Rows from a pointing dataset:
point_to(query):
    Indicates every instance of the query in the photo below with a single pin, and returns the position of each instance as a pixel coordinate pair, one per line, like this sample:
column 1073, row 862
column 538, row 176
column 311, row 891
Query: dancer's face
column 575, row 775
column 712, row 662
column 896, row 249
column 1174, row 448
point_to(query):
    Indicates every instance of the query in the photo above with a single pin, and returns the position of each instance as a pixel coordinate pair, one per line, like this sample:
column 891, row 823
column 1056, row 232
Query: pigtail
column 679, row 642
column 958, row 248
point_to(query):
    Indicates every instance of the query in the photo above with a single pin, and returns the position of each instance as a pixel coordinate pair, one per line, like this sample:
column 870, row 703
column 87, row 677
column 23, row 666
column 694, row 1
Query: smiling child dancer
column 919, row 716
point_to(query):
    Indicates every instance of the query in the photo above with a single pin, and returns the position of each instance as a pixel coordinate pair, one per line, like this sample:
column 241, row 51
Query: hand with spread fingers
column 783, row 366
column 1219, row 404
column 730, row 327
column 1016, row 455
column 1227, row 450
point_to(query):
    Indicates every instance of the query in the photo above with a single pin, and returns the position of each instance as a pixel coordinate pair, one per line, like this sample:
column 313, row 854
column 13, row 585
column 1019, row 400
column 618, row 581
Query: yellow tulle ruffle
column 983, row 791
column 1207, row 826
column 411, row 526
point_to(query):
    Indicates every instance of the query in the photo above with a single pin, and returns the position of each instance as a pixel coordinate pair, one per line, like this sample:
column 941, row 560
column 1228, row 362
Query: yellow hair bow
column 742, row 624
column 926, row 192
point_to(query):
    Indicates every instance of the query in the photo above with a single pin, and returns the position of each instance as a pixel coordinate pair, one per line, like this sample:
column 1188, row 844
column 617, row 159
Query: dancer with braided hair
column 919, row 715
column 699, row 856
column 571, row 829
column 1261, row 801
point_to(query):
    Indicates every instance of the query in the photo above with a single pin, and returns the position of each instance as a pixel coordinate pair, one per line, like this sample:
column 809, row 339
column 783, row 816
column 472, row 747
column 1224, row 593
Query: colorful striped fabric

The exercise:
Reproduce the records verbatim, beginning at their first line and stopping after the line that contains "column 1174, row 448".

Solved problem:
point_to(query):
    Indicates every instance of the query in the photo below with a single pin, and returns the position of each instance as a pixel coordinate pair, one per line, like this sample:
column 1073, row 862
column 538, row 176
column 311, row 891
Query: dancer's face
column 575, row 775
column 712, row 662
column 896, row 249
column 1174, row 448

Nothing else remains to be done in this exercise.